> **Request**
Please gather every line in the entries below that contains the word "face", and copy each of those lines in full.

-- Supplied records start --

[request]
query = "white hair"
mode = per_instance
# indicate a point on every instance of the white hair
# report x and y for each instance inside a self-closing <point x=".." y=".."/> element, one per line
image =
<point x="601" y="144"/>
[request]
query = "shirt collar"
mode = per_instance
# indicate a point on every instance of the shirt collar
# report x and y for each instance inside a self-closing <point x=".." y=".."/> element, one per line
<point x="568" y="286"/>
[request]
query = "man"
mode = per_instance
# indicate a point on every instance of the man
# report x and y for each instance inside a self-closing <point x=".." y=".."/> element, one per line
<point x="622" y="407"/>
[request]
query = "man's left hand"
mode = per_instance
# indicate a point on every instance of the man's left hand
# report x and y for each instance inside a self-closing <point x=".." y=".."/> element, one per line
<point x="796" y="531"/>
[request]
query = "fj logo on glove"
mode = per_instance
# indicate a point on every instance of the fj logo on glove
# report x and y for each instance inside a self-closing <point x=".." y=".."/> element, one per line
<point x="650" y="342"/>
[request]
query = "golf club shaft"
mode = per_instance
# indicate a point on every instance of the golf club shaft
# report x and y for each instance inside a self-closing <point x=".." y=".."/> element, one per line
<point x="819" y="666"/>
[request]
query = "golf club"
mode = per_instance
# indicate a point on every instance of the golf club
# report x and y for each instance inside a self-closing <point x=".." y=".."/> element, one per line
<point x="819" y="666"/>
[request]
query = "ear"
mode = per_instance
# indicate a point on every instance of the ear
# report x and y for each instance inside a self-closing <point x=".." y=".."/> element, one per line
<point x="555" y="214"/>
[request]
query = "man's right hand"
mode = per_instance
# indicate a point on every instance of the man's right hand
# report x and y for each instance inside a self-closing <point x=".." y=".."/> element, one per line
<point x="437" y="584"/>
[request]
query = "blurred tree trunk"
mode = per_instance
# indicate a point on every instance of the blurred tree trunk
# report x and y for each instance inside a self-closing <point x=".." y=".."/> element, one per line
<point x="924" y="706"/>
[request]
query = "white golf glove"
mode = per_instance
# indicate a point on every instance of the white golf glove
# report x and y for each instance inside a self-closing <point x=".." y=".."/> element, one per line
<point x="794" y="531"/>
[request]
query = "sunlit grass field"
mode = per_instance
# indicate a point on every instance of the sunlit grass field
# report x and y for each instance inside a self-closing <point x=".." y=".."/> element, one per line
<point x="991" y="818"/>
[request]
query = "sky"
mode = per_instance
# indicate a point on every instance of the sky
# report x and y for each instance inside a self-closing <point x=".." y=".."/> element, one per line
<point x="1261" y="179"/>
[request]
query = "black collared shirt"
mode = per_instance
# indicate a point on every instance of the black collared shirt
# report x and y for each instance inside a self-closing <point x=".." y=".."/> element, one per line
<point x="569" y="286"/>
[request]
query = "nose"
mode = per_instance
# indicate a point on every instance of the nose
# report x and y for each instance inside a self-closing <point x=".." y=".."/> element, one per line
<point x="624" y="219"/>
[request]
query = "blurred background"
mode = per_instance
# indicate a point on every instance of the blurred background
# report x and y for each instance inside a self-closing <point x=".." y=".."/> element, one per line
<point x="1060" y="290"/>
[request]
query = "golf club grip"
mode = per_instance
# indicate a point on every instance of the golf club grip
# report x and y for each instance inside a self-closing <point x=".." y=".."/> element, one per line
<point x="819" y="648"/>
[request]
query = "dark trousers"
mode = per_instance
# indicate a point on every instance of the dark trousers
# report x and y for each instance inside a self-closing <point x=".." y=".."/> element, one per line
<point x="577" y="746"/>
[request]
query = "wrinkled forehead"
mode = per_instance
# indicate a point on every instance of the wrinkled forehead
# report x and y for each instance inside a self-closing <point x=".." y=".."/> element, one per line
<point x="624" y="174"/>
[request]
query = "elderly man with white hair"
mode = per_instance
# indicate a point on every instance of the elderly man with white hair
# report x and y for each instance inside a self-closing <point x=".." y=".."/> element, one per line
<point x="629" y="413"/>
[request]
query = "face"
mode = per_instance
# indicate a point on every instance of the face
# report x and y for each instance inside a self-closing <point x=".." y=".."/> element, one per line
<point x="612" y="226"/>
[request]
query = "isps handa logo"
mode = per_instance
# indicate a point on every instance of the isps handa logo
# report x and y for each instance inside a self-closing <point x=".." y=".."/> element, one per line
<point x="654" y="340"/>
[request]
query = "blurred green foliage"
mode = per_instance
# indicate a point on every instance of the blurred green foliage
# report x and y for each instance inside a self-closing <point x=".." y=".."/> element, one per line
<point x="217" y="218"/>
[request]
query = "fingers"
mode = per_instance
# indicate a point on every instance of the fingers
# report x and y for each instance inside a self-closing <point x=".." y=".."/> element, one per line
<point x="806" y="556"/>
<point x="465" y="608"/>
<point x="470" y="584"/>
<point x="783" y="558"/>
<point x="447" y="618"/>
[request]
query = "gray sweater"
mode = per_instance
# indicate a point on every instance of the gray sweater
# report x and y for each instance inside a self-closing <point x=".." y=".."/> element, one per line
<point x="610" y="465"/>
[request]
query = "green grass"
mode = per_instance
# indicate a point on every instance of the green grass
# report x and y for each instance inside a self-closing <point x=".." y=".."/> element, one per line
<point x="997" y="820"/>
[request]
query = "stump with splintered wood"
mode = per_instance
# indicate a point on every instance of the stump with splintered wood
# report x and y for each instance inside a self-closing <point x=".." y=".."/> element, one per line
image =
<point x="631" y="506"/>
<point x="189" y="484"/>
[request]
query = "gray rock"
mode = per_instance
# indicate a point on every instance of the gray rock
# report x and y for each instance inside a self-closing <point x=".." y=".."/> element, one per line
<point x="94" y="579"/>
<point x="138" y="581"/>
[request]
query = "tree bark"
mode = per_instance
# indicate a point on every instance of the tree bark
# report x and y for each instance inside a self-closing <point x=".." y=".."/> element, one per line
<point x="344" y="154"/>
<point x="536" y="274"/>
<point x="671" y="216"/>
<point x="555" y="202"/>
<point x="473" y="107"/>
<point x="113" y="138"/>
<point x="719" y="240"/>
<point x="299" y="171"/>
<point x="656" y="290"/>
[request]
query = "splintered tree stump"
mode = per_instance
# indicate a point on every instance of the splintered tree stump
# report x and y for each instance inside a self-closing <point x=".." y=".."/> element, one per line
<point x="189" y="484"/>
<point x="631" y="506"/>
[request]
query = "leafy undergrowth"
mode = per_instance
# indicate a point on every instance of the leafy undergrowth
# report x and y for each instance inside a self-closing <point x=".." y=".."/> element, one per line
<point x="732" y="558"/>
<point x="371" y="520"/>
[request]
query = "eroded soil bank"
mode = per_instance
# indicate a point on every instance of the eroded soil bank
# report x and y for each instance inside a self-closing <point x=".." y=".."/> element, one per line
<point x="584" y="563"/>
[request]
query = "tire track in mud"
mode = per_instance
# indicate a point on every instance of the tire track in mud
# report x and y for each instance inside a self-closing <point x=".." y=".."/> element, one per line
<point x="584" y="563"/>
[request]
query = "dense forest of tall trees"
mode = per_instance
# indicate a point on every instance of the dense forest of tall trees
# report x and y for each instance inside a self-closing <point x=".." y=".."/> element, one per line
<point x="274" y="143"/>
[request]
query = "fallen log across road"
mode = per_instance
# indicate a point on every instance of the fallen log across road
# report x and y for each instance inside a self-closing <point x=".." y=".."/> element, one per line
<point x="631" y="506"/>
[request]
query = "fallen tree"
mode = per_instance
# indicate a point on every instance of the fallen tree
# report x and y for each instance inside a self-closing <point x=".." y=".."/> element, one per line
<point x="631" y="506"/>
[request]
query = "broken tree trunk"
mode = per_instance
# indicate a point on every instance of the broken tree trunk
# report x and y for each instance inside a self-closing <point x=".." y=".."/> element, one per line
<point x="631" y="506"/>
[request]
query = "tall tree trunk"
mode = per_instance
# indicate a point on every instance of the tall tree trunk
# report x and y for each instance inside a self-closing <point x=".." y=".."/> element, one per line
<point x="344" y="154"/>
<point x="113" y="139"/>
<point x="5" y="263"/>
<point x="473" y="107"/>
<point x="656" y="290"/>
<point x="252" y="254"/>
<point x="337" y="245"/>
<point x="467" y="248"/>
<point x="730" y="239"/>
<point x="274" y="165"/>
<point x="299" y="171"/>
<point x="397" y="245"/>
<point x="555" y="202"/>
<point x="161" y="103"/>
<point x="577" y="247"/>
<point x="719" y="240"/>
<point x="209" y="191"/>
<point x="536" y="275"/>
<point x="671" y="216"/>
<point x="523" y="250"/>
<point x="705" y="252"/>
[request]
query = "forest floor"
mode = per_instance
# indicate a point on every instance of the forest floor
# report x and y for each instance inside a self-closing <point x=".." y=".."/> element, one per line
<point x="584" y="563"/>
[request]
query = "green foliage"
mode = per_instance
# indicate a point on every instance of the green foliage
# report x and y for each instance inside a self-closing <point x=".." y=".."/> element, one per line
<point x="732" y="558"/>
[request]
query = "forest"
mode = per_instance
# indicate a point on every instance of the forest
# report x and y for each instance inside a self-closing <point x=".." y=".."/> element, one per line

-- Supplied records end --

> **Reply**
query = "face"
# indicate a point on every instance of the face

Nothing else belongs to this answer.